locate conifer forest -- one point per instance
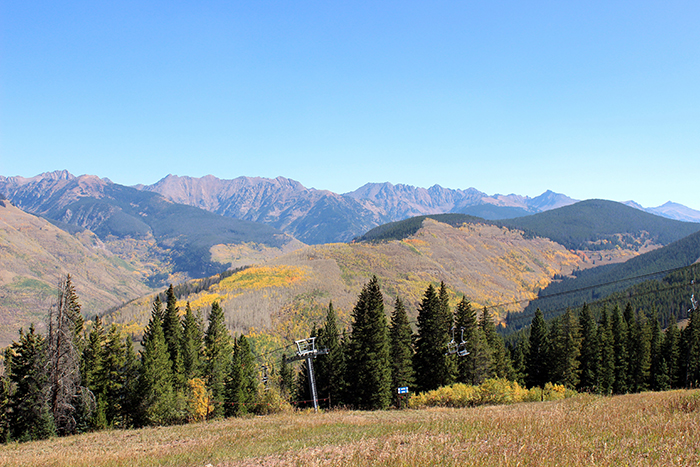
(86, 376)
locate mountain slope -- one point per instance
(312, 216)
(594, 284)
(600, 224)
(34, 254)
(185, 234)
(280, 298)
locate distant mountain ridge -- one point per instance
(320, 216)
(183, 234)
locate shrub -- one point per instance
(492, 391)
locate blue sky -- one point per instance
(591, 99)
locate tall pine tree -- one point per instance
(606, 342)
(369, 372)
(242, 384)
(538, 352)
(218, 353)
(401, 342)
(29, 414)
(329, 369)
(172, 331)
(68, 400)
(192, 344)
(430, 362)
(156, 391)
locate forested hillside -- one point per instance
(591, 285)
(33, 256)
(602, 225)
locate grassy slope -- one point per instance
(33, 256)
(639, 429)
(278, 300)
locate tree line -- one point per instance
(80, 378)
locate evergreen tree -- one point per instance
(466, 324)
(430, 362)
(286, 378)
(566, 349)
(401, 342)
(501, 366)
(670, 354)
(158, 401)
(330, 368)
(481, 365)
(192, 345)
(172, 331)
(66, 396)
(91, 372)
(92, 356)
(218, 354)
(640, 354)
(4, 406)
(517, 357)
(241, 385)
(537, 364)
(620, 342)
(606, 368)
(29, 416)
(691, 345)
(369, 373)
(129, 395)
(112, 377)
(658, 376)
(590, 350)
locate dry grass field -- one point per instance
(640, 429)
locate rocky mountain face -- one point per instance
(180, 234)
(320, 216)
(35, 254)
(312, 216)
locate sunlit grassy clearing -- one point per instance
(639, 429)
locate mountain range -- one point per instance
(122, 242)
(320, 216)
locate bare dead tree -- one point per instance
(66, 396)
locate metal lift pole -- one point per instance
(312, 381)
+===+
▸ **Written instruction**
Render all of the data above as a Markdown table with the columns Row and Text, giving each line its own numbered row. Skip blank lines and leave the pictures out.

▸ **Correct output**
| Row | Text |
|---|---|
| 1 | locate conifer forest -- one point per instance |
| 2 | (86, 376) |
| 3 | locate mountain slope -- one point per instance |
| 4 | (312, 216) |
| 5 | (594, 284) |
| 6 | (600, 224) |
| 7 | (34, 254) |
| 8 | (185, 234) |
| 9 | (280, 298) |
| 10 | locate distant mountain ridge -- one point per instance |
| 11 | (320, 216) |
| 12 | (183, 234) |
| 13 | locate shrub -- one point per instance |
| 14 | (492, 391) |
| 15 | locate blue sky -- one point per instance |
| 16 | (591, 99) |
| 17 | locate tall pine tree -- one point per instance |
| 18 | (606, 342) |
| 19 | (369, 372) |
| 20 | (242, 384) |
| 21 | (538, 352) |
| 22 | (218, 353) |
| 23 | (401, 342) |
| 24 | (29, 414) |
| 25 | (329, 369) |
| 26 | (172, 331) |
| 27 | (68, 400) |
| 28 | (192, 344) |
| 29 | (430, 362) |
| 30 | (156, 391) |
| 31 | locate forested hillside -- one point per instance |
| 32 | (591, 285) |
| 33 | (33, 256) |
| 34 | (602, 225) |
| 35 | locate grassy slope -- one point per instance |
| 36 | (33, 256) |
| 37 | (639, 429) |
| 38 | (278, 300) |
| 39 | locate tree line -- one point per instance |
| 40 | (80, 378) |
| 41 | locate evergreen tree -- one point per instance |
| 42 | (466, 324) |
| 43 | (430, 362) |
| 44 | (286, 378) |
| 45 | (566, 349) |
| 46 | (401, 342) |
| 47 | (501, 366) |
| 48 | (670, 354) |
| 49 | (158, 401) |
| 50 | (330, 368) |
| 51 | (481, 365) |
| 52 | (192, 345) |
| 53 | (172, 331) |
| 54 | (66, 396) |
| 55 | (91, 372) |
| 56 | (92, 356) |
| 57 | (218, 354) |
| 58 | (640, 354) |
| 59 | (4, 406) |
| 60 | (517, 357) |
| 61 | (241, 385) |
| 62 | (537, 364) |
| 63 | (620, 342) |
| 64 | (606, 368) |
| 65 | (29, 416) |
| 66 | (691, 345) |
| 67 | (369, 373) |
| 68 | (129, 395) |
| 69 | (112, 377) |
| 70 | (658, 376) |
| 71 | (590, 350) |
| 72 | locate dry grass field -- one point per instance |
| 73 | (640, 429) |
| 74 | locate rocky mountain face -- one point per instance |
| 75 | (180, 234) |
| 76 | (320, 216) |
| 77 | (35, 254) |
| 78 | (312, 216) |
| 79 | locate sunlit grassy clearing -- one point per instance |
| 80 | (639, 429) |
| 81 | locate mountain range -- one point per instance |
| 82 | (122, 242) |
| 83 | (320, 216) |
| 84 | locate bare dead tree -- one point per instance |
| 85 | (66, 396) |
| 86 | locate metal lift pole -- one point per instance |
| 87 | (312, 381) |